• **Activity**
Edit the conference post by rewriting the passage starting with "Philly Trans Health" and going on through "the friendly gesture.", with "hallways" replaced by "corridors".

• **Text**
┌────────
Pages

8 Jun 2015

Philadelphia Trans Health Conference: My Safe Space


I hope it will be the first of many for me. I attended the conference to conduct a session on my research study: Transmasculine individuals’ experiences of pregnancy, birth and infant feeding (funded by the Canadian Institutes of Health Research – Institute of Gender and Health). After two years of work, 22 participant interviews (about one hour each) and many, many hours spent transcribing, analyzing, coding and re-coding, Dr. Joy Noel-Weiss and I presented our findings!

We had a well-attended session and received many good questions from attendees. I had my nursing 7-month-old baby with me. She played on a blanket on the floor with some toys and snacks. An amazingly generous woman I’d never met before got down on the floor with my baby and entertained her, without getting too close or picking her up (she would have screamed!). She made it possible for me to speak! Once in a while when the baby got fussy I picked her up and nursed her, handing the microphone over to Joy to continue presenting. It all worked out beautifully.

Philly Trans Health refreshed my soul. Last year there were about 3500 attendees, and friends told me that this year seemed to be an even bigger gathering (we have to wait for the final tally). It is hard to describe what it feels like to have spent my life up until now as the only trans* person amongst cisgender people at all times, and then to be suddenly surrounded by THOUSANDS of trans* and gender non-conforming people. I felt so damn SAFE. I nursed the baby in the hallways, and didn’t avoid eye contact; I smiled at people who walked by, knowing that they would return the friendly gesture.

On the first day of the conference we went to City Hall where the transgender pride flag was raised for the first time. Children, and people with children were invited to participate in the ceremony, so my baby and I both held the flag and then a group of kids pulled the rope to lift it while the audience cheered.





There were so many trans* and non-binary people in town for the conference that I could see others like me everywhere I went – Reading Terminal Market, on the SEPTA train while commuting to my friends’ place in the suburbs, and around the historic district, too. I nursed my baby in all of those spaces, and felt safe everywhere.
└────────
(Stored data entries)
┌────────
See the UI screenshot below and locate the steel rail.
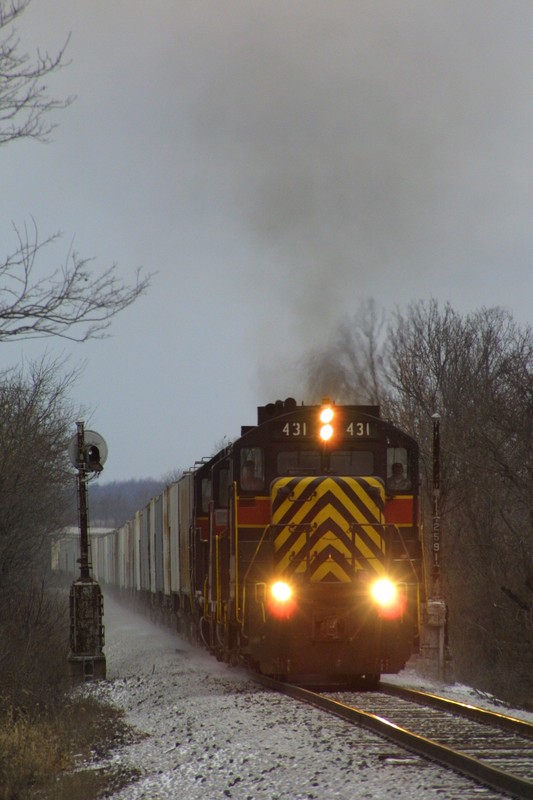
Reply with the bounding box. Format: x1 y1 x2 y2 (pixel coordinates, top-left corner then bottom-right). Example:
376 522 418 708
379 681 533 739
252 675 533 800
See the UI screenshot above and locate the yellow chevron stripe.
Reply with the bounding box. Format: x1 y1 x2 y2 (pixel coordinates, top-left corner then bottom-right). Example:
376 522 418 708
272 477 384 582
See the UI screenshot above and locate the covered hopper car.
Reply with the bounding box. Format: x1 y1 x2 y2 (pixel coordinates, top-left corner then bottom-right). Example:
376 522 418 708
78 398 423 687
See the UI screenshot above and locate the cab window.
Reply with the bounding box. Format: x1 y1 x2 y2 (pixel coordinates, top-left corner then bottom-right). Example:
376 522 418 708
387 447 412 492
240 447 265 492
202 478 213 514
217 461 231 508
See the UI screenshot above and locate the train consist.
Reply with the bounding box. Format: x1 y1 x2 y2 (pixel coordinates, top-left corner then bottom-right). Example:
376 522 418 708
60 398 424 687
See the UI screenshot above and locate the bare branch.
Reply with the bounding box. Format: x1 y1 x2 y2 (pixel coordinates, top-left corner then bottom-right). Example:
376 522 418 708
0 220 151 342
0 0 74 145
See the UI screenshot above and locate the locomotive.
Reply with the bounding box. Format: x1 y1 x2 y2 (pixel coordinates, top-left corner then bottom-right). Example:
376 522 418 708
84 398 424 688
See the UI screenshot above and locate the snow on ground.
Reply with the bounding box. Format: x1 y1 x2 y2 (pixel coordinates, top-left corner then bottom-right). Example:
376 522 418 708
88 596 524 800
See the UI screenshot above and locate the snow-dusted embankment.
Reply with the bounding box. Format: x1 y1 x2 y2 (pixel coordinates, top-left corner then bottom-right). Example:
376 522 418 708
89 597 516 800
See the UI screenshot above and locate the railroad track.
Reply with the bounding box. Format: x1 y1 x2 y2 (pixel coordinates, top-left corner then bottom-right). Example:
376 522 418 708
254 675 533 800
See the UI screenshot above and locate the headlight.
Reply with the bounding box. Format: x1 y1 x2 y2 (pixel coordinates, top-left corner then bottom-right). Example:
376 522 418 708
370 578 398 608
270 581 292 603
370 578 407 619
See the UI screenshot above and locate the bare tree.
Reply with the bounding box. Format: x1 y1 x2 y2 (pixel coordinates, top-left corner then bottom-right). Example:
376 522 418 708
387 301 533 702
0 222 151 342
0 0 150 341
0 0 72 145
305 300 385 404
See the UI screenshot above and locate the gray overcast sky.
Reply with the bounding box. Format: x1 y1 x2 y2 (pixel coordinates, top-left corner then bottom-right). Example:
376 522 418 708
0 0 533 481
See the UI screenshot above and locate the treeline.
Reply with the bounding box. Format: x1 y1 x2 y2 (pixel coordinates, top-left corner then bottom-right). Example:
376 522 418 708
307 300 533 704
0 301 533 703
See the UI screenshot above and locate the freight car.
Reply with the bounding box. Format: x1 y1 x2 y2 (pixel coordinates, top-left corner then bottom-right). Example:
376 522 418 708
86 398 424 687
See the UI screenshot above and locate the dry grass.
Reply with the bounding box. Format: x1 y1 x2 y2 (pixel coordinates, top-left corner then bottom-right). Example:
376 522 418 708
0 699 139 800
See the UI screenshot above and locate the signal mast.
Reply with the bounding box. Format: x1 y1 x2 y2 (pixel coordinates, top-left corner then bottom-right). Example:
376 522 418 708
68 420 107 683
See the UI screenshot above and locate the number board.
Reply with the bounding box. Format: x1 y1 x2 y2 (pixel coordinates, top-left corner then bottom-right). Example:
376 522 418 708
└────────
• **Solution to this exercise**
Philly Trans Health refreshed my soul. Last year there were about 3500 attendees, and friends told me that this year seemed to be an even bigger gathering (we have to wait for the final tally). It is hard to describe what it feels like to have spent my life up until now as the only trans* person amongst cisgender people at all times, and then to be suddenly surrounded by THOUSANDS of trans* and gender non-conforming people. I felt so damn SAFE. I nursed the baby in the corridors, and didn’t avoid eye contact; I smiled at people who walked by, knowing that they would return the friendly gesture.